• **Teks yang Ditampilkan**
· · · ·

بِسۡمِ اللّٰہِ الرَّحۡمٰنِ الرَّحِیۡمِ
Khazanah Ruhani Surah Al-Ankabūt
Bab 57
Kedurhakaan Kepada Allah Swt. dan Rasul-Nya Mengundang Beban Ujian
yang Melebihi Kemampuan “Daya Pikul” & Makna Menjadi Kera yang Hina
Oleh
Ki Langlang Buana Kusuma
D
|
alam bagian
akhir Bab sebelumnya telah dibahas
mengenai pelanggaran
orang-orang Yahudi pada Hari Sabat
ketika ikan-ikan di lautan mengetahui secara naluri waktu yang aman
dan karena itu perasaan aman secara naluri ini telah membuat ikan-ikan itu bermunculan ke permukaan
air atau mendekati pantai dalam jumlah
yang besar pada hari Sabat,
firman-Nya:
وَ
سۡـَٔلۡہُمۡ عَنِ الۡقَرۡیَۃِ الَّتِیۡ
کَانَتۡ حَاضِرَۃَ الۡبَحۡرِ ۘ اِذۡ
یَعۡدُوۡنَ فِی السَّبۡتِ اِذۡ تَاۡتِیۡہِمۡ حِیۡتَانُہُمۡ یَوۡمَ سَبۡتِہِمۡ
شُرَّعًا وَّ یَوۡمَ لَا یَسۡبِتُوۡنَ ۙ لَا
تَاۡتِیۡہِمۡ ۚۛ کَذٰلِکَ ۚۛ نَبۡلُوۡہُمۡ بِمَا کَانُوۡا یَفۡسُقُوۡنَ ﴿﴾
Dan tanyakanlah kepada mereka mengenai kota
yang terletak di dekat laut, ketika mereka
melanggar aturan pada hari Sabat, yaitu ketika ikan-ikan mereka mendatangi mereka
bermunculan di permukaan air pada hari Sabat, tetapi pada
hari ketika mereka tidak merayakan Sabat ikan-ikan itu tidak mendatangi mereka. Demikianlah Kami menguji mereka sebab mereka senantiasa berbuat fasik. (Al-A’rāf
[7]:164).

· · · ·

• **Data Mentah**
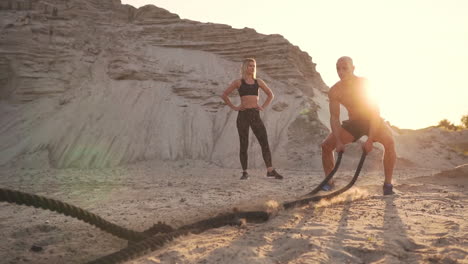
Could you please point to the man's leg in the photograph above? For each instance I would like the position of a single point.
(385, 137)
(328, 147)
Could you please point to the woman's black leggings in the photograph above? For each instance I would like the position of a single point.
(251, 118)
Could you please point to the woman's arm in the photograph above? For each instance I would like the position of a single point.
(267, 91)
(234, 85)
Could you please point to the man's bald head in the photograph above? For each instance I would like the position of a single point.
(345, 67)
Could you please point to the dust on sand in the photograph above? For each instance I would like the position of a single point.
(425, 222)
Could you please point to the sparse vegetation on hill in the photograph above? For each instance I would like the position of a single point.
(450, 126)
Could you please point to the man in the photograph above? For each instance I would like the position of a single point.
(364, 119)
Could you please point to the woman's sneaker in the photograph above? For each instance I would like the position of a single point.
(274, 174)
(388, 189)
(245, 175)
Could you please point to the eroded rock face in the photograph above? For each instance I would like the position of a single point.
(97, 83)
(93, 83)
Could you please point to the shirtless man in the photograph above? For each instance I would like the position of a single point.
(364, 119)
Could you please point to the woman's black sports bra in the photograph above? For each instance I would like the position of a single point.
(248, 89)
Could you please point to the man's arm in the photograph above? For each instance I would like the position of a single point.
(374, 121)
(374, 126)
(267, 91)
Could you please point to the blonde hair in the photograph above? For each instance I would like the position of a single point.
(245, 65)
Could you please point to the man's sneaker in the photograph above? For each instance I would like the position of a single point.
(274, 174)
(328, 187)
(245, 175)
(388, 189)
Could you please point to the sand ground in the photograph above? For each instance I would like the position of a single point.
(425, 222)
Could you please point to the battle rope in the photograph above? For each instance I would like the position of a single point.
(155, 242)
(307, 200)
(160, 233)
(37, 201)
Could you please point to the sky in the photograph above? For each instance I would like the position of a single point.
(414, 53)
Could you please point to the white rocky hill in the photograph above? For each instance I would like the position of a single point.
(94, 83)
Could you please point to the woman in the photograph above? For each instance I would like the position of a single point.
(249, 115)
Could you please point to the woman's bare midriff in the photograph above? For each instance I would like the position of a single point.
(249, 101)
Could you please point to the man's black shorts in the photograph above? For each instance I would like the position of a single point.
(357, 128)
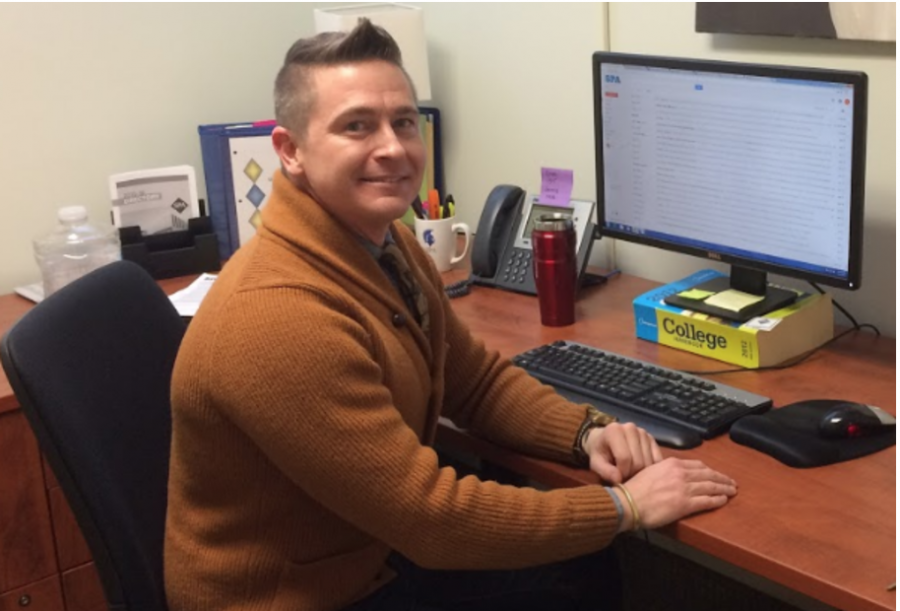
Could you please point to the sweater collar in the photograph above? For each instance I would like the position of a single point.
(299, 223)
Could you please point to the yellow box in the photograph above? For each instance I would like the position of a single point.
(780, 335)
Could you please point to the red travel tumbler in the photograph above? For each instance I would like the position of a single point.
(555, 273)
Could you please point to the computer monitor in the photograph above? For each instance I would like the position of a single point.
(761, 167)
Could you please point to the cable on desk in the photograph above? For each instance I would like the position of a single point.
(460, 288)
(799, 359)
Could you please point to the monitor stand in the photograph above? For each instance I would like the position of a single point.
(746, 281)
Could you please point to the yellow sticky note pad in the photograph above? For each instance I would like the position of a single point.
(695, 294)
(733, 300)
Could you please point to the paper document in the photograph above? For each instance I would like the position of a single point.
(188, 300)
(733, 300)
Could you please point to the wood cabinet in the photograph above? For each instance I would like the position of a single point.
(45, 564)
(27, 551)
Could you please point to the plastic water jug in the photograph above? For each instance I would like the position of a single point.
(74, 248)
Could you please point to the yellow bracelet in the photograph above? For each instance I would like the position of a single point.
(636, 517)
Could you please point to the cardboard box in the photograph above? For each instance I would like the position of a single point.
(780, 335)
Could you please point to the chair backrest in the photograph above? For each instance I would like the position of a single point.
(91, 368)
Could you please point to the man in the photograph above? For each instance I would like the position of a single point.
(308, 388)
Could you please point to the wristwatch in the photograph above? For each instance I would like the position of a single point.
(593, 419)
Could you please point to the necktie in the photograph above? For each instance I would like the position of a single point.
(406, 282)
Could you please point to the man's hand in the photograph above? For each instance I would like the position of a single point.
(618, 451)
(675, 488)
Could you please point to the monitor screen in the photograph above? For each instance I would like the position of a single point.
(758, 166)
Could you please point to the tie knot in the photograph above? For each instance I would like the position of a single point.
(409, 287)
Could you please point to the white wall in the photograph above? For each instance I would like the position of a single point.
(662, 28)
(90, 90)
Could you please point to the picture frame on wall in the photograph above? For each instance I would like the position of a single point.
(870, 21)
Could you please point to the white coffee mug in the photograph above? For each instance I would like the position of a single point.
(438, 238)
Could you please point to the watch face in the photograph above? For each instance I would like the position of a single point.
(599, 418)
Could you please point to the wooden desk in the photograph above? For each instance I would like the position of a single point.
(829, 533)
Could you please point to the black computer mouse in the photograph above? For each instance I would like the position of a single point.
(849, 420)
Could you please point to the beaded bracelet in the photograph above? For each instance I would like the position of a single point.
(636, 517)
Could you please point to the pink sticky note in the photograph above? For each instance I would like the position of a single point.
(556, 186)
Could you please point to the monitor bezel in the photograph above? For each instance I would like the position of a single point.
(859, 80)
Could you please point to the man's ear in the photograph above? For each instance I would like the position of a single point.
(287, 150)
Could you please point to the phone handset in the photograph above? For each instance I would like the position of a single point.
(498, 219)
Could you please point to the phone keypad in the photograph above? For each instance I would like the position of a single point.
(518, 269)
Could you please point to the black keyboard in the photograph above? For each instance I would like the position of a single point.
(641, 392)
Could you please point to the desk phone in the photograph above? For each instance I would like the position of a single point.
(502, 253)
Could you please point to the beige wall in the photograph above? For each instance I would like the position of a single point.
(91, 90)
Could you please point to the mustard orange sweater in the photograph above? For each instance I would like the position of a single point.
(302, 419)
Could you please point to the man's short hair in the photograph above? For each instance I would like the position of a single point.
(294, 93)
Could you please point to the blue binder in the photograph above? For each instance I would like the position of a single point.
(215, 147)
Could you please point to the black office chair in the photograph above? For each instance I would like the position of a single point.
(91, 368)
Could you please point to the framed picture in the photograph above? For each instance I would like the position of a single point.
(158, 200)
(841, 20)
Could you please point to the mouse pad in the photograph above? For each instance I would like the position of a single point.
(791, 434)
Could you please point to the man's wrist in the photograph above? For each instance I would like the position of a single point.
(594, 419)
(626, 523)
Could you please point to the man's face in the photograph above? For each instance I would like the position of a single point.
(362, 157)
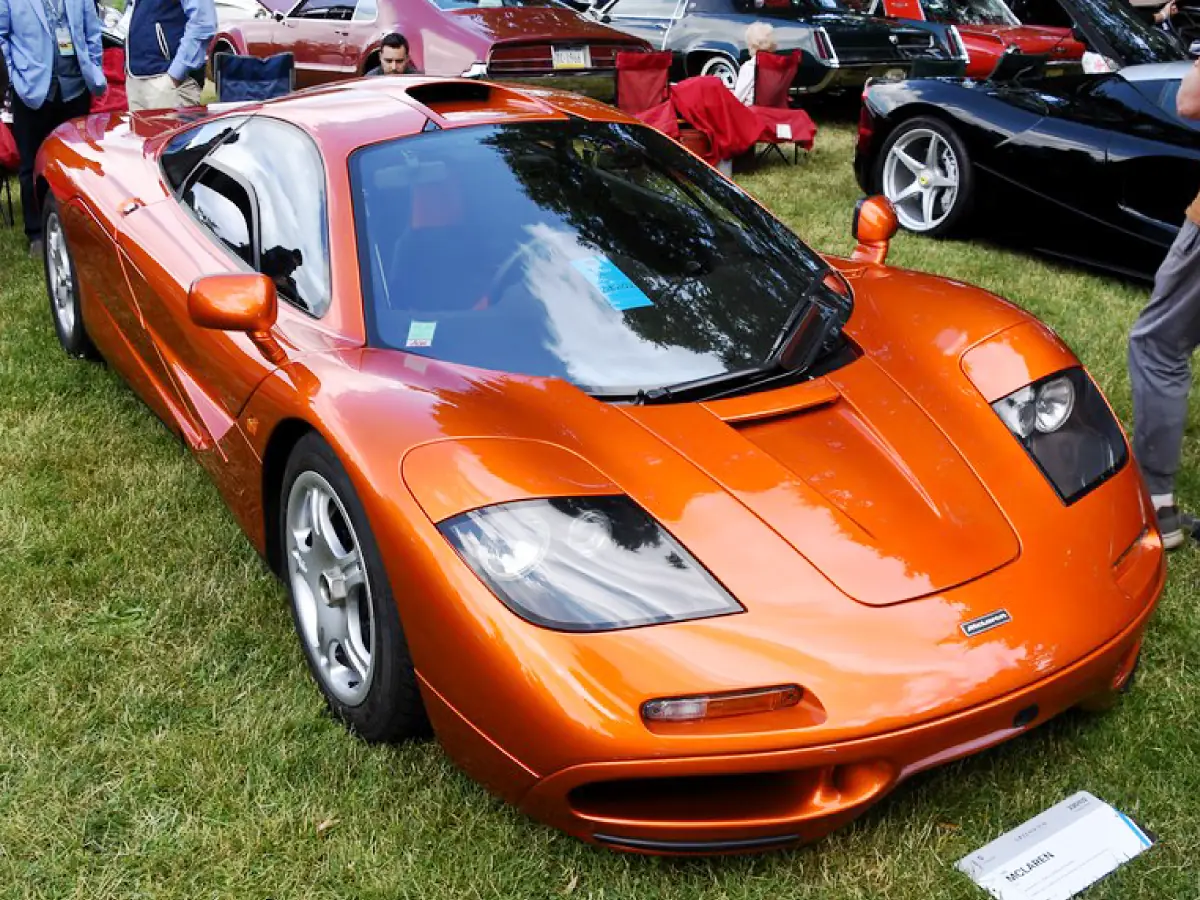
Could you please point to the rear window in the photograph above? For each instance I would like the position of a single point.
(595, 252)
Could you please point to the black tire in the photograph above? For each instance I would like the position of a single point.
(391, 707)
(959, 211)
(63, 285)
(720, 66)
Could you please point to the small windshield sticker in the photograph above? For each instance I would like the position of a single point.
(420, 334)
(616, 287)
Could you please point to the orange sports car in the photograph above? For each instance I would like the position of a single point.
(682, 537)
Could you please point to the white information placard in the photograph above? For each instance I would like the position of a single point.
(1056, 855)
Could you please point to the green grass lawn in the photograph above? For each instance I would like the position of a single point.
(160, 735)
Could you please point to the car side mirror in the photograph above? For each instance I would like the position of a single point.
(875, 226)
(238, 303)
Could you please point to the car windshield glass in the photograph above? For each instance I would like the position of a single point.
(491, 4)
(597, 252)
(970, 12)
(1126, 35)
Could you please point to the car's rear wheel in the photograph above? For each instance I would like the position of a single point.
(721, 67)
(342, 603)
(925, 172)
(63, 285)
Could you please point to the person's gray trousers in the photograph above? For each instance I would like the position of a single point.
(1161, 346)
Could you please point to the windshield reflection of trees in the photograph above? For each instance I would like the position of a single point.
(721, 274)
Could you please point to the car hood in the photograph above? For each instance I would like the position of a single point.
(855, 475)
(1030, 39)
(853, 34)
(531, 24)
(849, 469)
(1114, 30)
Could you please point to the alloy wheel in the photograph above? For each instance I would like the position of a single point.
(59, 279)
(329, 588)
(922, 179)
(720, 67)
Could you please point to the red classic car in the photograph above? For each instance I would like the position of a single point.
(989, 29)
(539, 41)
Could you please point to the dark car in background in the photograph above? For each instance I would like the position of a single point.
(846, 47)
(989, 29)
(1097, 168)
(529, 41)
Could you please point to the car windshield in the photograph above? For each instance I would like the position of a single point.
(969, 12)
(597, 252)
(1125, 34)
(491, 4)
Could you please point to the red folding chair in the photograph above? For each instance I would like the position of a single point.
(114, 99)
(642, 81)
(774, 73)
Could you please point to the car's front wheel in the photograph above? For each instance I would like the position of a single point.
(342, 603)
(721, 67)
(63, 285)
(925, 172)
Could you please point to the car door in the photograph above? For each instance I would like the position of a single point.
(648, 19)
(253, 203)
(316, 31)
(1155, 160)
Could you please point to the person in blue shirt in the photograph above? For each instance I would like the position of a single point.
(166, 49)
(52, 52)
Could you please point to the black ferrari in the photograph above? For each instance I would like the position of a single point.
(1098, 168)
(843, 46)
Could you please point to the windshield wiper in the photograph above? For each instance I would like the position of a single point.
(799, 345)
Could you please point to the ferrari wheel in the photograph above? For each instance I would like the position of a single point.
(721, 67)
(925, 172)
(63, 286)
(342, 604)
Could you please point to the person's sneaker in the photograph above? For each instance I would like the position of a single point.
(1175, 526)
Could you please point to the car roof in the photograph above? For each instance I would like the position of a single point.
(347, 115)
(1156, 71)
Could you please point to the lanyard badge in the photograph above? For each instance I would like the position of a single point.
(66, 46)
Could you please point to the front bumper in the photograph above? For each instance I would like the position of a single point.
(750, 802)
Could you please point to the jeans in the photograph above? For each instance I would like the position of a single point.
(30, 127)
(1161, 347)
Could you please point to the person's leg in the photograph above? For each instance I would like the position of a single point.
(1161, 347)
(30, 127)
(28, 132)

· · · ·

• **Kumpulan Latihan**
A: Menurut tulisan tentang pelanggaran Hari Sabat, mengapa ikan-ikan bermunculan ke permukaan air dalam jumlah besar pada hari Sabat? Jawab dalam satu sampai tiga kalimat.
B: Ayat Al-Qur'an mana yang dikutip dalam tulisan tentang pelanggaran Hari Sabat?
C: Sambunglah tulisan tentang pelanggaran Hari Sabat dari bagian terakhir yang tercantum.

• **Jawaban Tiap Tugas**
A: Ikan-ikan itu secara naluri mengetahui bahwa hari Sabat adalah waktu yang aman. Perasaan aman inilah yang membuat mereka bermunculan ke permukaan air atau mendekati pantai dalam jumlah besar pada hari itu.

B: Al-A'rāf [7]:164.

C:
Godaan yang Menggelincirkan Orang-orang Yahudi
Keadaan ini ternyata merupakan godaan yang terlalu besar bagi orang-orang Yahudi
dan mereka mengadakan persiapan untuk menangkap
ikan pada hari Sabat, dan dengan
demikian mereka menodai kekeramatan hari
itu. Mengisyaratkan kepada permohonan
agar tidak mengalami “godaan” atau “ujian” yang ada di luar kemampuan manusia untuk menanggungnya firman-Nya berikut ini:
لَا یُکَلِّفُ
اللّٰہُ نَفۡسًا اِلَّا وُسۡعَہَا ؕ لَہَا مَا
کَسَبَتۡ وَ عَلَیۡہَا مَا
اکۡتَسَبَتۡ ؕ رَبَّنَا لَا
تُؤَاخِذۡنَاۤ اِنۡ نَّسِیۡنَاۤ اَوۡ اَخۡطَاۡنَا ۚ رَبَّنَا
وَ لَا تَحۡمِلۡ عَلَیۡنَاۤ اِصۡرًا کَمَا حَمَلۡتَہٗ عَلَی
الَّذِیۡنَ مِنۡ قَبۡلِنَا ۚ رَبَّنَا
وَ لَا تُحَمِّلۡنَا مَالَا طَاقَۃَ لَنَا بِہٖ ۚ وَ اعۡفُ
عَنَّا ٝ وَ اغۡفِرۡ لَنَا ٝ وَ ارۡحَمۡنَا ٝ اَنۡتَ مَوۡلٰىنَا فَانۡصُرۡنَا
عَلَی الۡقَوۡمِ الۡکٰفِرِیۡنَ ﴿﴾٪
Allah tidak membebani seseorang kecuali sesuai
dengan kemampuannya. Baginya
ganjaran untuk apa yang
diusahakannya, dan ia akan mendapat
siksaan untuk apa yang diusahakannya.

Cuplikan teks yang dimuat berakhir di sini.